Estas cuadras fueron recorridas durante días por una procesión de medios y ciudadanos que venían de todo el mundo para mostrar y conocer «la casa del Papa». En rigor, la construcción –que podría ser declarada «sitio histórico» en un futuro inmediato- tiene una notable falta de ángel. Hay un amplio balcón sin adornos ni plantas, una entrada de garage, una ventana y un ingreso principal. Todo, además, está cubierto por rejas.
Las rejas son una marca común a todo el barrio. Flores –puntualmente este enclave de manzanas tan bonitas- está ubicado en el medio de dos puntos conflictivos de la zona. Hacia el norte –frente a la Basílica de San José- está la plaza Flores, a la que llega una infinidad de colectivos de toda la ciudad trayendo trabajadores, pero también gente que viene a la zona con otros fines. Desde Plaza Flores, a su vez, salen ómnibus en dirección a la villa del Bajo Flores, donde –entre otras actividades- se distribuye parte de la droga que circula por la capital. La villa del Bajo Flores queda a un kilómetro de la casa de infancia del Papa. Y eso hace que las construcciones de esa franja –en la margen sur del barrio- sean hermosas, pero formen parte de un corredor complicado que obliga a parapetarse tras las rejas.
Detrás de las rejas de Membrillar 531, pegadas a las celosías de una persiana de madera, hay dos afiches en papel A4. Uno muestra el rostro de Francisco y otro tiene un mensaje: «Por favor, las ofrendas u homenajes que se efectúen en honor al Santo Padre Francisco dejarlas en la Parroquia Santa Francisca Javier Cabrini». Algunos dejan sus votos acá cerca, a cincuenta metros de la casa, en una parroquia pequeña que se pierde entre las casas del barrio. Y otros los dejan en la Basílica San José de Flores, que queda a ocho cuadras de distancia.


*
La Basílica se alzó a fines del siglo XIX, varias décadas después del nacimiento del barrio. Según registros oficiales, todo lo que hoy se llama «Flores» fue alguna vez propiedad de un tal Ramón Francisco Flores, quien heredó estas parcelas a comienzos del 1800 y estableció el nacimiento de un pueblo llamado «La tierra de Flores». En 1806, don Flores donó una manzana para la iglesia -lo que dio origen al curato de San José de Flores-, otra para la plaza y algunas más para las dependencias públicas. El resto fue fraccionado en lotes que empezaron a venderse hacia 1808 y que se expandían a los lados del llamado Camino Real (hoy la avenida Rivadavia). ¿Quiénes compraban? Familias adineradas que veían en Flores un punto estratégico. Ahí se podía descansar para luego seguir, setenta kilómetros más hacia el oeste, hasta llegar a la Basílica de Luján, un destino magnético –aún hoy- para los creyentes de fe católica.

Ejercicios por resolver:
1 - Responde estas preguntas con datos del fragmento sobre Flores:
(a) ¿A qué distancia de la casa de infancia del Papa queda la villa del Bajo Flores?
(b) ¿En qué año donó don Flores una manzana para la iglesia?
(c) ¿Qué nombre recibe hoy el llamado Camino Real?
2 - Extrae textualmente del fragmento sobre Flores el pasaje que empieza en "Las rejas son" y termina en "tras las rejas.", ambos incluidos.

Filas almacenadas:
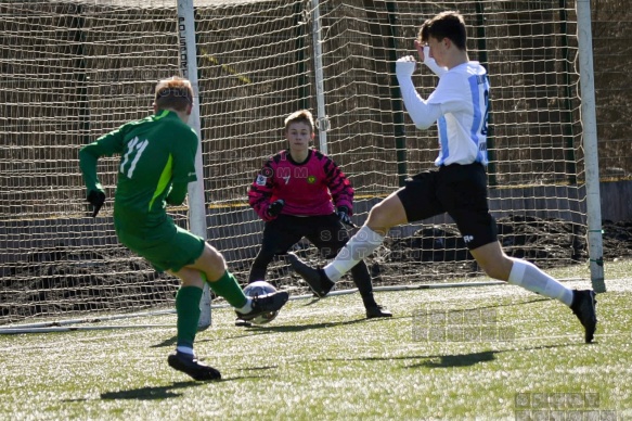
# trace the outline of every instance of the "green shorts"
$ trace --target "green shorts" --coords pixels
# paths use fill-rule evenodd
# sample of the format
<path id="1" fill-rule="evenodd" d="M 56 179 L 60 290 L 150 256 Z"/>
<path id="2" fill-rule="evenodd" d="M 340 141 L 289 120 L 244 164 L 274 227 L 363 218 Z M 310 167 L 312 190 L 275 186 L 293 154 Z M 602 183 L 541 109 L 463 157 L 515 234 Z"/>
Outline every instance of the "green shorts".
<path id="1" fill-rule="evenodd" d="M 116 225 L 116 221 L 115 221 Z M 159 272 L 177 272 L 193 264 L 204 251 L 204 239 L 178 227 L 171 218 L 147 230 L 146 234 L 117 228 L 118 240 L 145 258 Z"/>

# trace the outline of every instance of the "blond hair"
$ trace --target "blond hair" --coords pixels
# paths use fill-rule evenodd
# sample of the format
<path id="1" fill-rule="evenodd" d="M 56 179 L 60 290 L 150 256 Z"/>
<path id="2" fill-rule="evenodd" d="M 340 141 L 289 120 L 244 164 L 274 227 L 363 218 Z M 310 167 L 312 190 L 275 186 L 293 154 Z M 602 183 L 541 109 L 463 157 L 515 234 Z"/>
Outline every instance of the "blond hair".
<path id="1" fill-rule="evenodd" d="M 158 110 L 172 109 L 180 112 L 185 111 L 186 106 L 193 104 L 191 81 L 178 76 L 158 81 L 154 103 Z"/>

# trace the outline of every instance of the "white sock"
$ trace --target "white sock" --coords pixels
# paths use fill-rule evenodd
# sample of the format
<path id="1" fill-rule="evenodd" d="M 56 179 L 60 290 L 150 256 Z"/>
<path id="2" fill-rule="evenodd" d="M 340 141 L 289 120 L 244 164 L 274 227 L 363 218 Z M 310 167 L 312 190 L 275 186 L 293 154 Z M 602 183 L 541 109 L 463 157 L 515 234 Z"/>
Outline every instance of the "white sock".
<path id="1" fill-rule="evenodd" d="M 559 299 L 570 307 L 572 303 L 572 290 L 564 286 L 527 260 L 513 260 L 514 266 L 512 267 L 507 282 L 550 298 Z"/>
<path id="2" fill-rule="evenodd" d="M 193 355 L 193 348 L 190 348 L 189 346 L 179 345 L 179 346 L 176 346 L 176 350 L 179 353 Z"/>
<path id="3" fill-rule="evenodd" d="M 384 237 L 366 226 L 362 226 L 356 235 L 351 237 L 347 244 L 340 248 L 336 258 L 324 267 L 325 275 L 333 282 L 343 278 L 358 261 L 367 257 L 384 242 Z"/>
<path id="4" fill-rule="evenodd" d="M 248 298 L 248 301 L 246 302 L 246 304 L 242 308 L 235 308 L 242 315 L 245 315 L 245 314 L 250 312 L 253 310 L 253 306 L 251 306 L 253 298 L 250 298 L 249 296 L 246 296 L 246 298 Z"/>

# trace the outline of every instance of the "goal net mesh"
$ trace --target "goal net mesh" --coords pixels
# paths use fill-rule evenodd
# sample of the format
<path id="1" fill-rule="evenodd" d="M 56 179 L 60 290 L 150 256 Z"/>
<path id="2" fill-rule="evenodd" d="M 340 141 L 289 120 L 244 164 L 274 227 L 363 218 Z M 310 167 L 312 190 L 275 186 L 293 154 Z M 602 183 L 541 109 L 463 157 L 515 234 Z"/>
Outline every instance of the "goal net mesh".
<path id="1" fill-rule="evenodd" d="M 319 118 L 356 189 L 358 225 L 405 177 L 434 167 L 436 129 L 410 120 L 394 61 L 443 10 L 464 15 L 469 56 L 490 74 L 490 208 L 505 251 L 544 267 L 585 259 L 573 1 L 325 0 L 319 25 L 311 1 L 195 5 L 208 241 L 241 282 L 262 230 L 247 191 L 285 148 L 293 111 Z M 0 324 L 171 305 L 179 282 L 116 240 L 118 157 L 100 160 L 107 201 L 91 218 L 77 155 L 150 114 L 155 82 L 179 73 L 175 1 L 0 1 Z M 413 80 L 424 98 L 437 84 L 425 68 Z M 169 212 L 188 226 L 186 206 Z M 540 235 L 542 225 L 553 229 Z M 309 243 L 297 248 L 324 261 Z M 367 264 L 375 285 L 482 275 L 447 216 L 394 229 Z M 282 258 L 268 281 L 306 291 Z M 351 286 L 347 277 L 339 288 Z"/>

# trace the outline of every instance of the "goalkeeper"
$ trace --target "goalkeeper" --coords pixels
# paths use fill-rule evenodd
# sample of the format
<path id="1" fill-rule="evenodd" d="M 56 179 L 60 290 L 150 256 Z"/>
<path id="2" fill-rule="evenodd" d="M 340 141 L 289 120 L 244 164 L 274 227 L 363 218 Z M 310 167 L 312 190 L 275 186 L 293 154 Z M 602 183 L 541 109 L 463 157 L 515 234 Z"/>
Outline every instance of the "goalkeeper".
<path id="1" fill-rule="evenodd" d="M 278 310 L 288 294 L 246 297 L 223 256 L 202 238 L 176 226 L 167 215 L 167 204 L 182 204 L 188 184 L 196 181 L 198 139 L 186 125 L 193 107 L 191 82 L 176 77 L 159 81 L 153 105 L 155 114 L 122 125 L 81 149 L 79 164 L 88 201 L 93 205 L 92 216 L 96 216 L 105 201 L 96 176 L 98 160 L 120 154 L 114 199 L 118 240 L 156 270 L 182 282 L 176 294 L 177 347 L 168 363 L 195 380 L 218 380 L 220 372 L 199 362 L 193 353 L 204 282 L 246 320 Z"/>
<path id="2" fill-rule="evenodd" d="M 487 204 L 490 85 L 485 67 L 469 61 L 463 16 L 442 12 L 426 21 L 415 49 L 421 61 L 439 75 L 435 91 L 427 100 L 416 92 L 412 82 L 416 61 L 411 55 L 397 61 L 396 74 L 415 126 L 427 129 L 435 122 L 438 125 L 438 169 L 417 174 L 373 207 L 366 224 L 323 269 L 311 268 L 295 255 L 289 255 L 291 264 L 317 294 L 324 296 L 361 255 L 382 244 L 391 227 L 448 213 L 487 275 L 569 306 L 584 328 L 585 342 L 592 342 L 597 324 L 594 291 L 566 288 L 531 263 L 508 257 L 496 240 L 495 221 Z"/>
<path id="3" fill-rule="evenodd" d="M 266 221 L 249 283 L 265 280 L 274 255 L 287 253 L 304 237 L 326 257 L 349 240 L 343 222 L 352 225 L 353 189 L 332 158 L 310 148 L 314 125 L 309 111 L 285 118 L 285 138 L 287 149 L 268 160 L 248 191 L 250 206 Z M 366 264 L 359 260 L 350 270 L 366 317 L 392 316 L 375 302 Z M 238 318 L 236 323 L 245 324 Z"/>

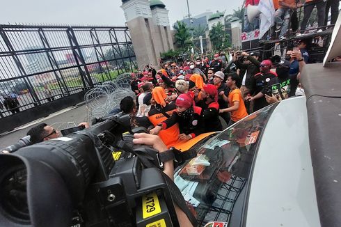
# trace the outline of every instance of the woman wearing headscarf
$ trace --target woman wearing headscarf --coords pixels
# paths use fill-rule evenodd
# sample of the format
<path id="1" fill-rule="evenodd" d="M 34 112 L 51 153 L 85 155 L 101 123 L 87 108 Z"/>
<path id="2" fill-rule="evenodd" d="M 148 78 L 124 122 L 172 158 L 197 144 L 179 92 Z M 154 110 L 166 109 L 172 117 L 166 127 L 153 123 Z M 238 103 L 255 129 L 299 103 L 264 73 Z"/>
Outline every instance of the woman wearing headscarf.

Soluciones:
1 -
(a) A un kilómetro.
(b) En 1806.
(c) Avenida Rivadavia.

2 -
Las rejas son una marca común a todo el barrio. Flores –puntualmente este enclave de manzanas tan bonitas- está ubicado en el medio de dos puntos conflictivos de la zona. Hacia el norte –frente a la Basílica de San José- está la plaza Flores, a la que llega una infinidad de colectivos de toda la ciudad trayendo trabajadores, pero también gente que viene a la zona con otros fines. Desde Plaza Flores, a su vez, salen ómnibus en dirección a la villa del Bajo Flores, donde –entre otras actividades- se distribuye parte de la droga que circula por la capital. La villa del Bajo Flores queda a un kilómetro de la casa de infancia del Papa. Y eso hace que las construcciones de esa franja –en la margen sur del barrio- sean hermosas, pero formen parte de un corredor complicado que obliga a parapetarse tras las rejas.